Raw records

╭──

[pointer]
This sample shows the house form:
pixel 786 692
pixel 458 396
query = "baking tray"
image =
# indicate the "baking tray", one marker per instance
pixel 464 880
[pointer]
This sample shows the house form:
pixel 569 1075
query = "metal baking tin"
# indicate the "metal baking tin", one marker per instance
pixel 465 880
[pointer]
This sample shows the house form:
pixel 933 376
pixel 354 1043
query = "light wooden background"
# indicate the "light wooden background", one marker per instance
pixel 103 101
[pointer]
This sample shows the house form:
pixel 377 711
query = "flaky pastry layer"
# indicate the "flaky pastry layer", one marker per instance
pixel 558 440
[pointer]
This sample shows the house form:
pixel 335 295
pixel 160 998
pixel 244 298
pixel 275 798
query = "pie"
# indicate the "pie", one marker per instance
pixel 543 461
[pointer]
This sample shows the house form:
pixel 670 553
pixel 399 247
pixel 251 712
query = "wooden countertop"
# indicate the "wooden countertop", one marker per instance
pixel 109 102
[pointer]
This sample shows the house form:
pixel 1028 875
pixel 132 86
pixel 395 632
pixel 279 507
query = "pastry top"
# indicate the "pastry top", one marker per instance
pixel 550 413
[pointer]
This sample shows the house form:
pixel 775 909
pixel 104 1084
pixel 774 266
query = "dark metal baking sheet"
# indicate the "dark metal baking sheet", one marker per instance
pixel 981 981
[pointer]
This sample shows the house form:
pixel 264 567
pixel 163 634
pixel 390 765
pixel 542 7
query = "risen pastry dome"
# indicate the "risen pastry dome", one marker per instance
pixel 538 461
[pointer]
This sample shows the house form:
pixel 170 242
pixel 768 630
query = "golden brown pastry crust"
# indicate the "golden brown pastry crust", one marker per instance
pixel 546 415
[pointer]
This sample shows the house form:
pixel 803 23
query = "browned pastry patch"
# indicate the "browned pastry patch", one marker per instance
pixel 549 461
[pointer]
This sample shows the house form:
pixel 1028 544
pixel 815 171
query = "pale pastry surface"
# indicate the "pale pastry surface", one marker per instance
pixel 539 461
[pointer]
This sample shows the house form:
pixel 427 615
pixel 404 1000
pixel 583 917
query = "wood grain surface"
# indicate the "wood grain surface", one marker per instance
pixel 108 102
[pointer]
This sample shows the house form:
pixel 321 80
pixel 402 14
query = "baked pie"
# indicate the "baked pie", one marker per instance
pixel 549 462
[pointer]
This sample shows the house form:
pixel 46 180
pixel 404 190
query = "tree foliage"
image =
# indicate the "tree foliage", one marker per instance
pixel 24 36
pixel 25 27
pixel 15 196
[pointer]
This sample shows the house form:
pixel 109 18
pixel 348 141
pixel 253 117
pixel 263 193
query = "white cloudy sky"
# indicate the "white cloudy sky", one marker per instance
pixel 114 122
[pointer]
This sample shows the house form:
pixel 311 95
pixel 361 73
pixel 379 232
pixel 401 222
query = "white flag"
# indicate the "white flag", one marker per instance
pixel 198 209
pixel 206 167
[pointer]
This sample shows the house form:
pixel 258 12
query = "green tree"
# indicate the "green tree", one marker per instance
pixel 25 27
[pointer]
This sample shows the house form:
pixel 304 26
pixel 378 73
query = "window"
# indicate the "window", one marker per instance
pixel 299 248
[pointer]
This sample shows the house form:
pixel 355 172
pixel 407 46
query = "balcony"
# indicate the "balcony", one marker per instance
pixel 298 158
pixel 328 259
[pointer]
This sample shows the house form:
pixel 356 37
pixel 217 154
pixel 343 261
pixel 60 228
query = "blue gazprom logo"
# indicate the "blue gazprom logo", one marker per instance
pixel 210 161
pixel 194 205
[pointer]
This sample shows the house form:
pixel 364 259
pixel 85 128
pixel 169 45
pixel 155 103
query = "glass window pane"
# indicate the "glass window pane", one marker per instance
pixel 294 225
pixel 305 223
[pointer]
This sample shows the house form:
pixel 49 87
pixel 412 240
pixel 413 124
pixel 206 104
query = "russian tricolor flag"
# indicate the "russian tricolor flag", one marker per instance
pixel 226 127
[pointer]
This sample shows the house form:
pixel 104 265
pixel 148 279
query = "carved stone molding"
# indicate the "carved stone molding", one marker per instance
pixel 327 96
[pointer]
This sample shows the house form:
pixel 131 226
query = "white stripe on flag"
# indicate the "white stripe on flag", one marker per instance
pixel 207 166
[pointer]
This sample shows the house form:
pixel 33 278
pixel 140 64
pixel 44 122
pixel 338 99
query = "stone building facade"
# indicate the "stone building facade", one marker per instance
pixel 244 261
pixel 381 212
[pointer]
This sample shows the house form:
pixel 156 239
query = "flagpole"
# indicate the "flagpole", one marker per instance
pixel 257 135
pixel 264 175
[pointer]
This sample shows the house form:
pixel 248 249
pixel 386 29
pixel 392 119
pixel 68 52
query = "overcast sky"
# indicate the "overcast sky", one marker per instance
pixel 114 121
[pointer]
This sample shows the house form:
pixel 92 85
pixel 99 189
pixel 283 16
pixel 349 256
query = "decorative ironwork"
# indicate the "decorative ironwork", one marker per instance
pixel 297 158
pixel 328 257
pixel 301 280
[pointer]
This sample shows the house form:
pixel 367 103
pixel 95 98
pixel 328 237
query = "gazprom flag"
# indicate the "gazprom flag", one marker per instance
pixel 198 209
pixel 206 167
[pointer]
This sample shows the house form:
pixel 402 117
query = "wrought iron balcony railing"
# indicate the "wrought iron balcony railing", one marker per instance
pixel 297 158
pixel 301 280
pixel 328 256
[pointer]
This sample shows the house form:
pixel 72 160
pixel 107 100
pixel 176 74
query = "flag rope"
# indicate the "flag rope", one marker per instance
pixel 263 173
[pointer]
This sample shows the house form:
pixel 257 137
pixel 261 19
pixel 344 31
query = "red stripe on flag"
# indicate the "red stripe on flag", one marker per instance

╰──

GIVEN PROBLEM
Please rescale the stretch of the records from the start through the line containing "pixel 558 440", both ends included, repeating every line with the requests kept. Multiply each answer coordinate by 0.95 and round to whole numbers with halves rounded up, leaving the numbers in the requests and their format samples unchanged.

FINISHED TASK
[pointer]
This sample shows the house form:
pixel 786 692
pixel 458 396
query = "baking tray"
image =
# indicate the "baking tray", one marker per instance
pixel 441 836
[pointer]
This sample shows the house form:
pixel 569 1075
query = "metal baking tin"
# indicate the "metal baking tin", one marker per instance
pixel 442 836
[pointer]
This sample shows the house form:
pixel 933 376
pixel 354 1043
query = "light wooden background"
# indicate the "light wooden background", one marker per instance
pixel 98 96
[pointer]
This sample shows the house form:
pixel 377 711
query = "flaky pastry layer"
# indicate the "flaky pastry layer", one marker per instance
pixel 530 418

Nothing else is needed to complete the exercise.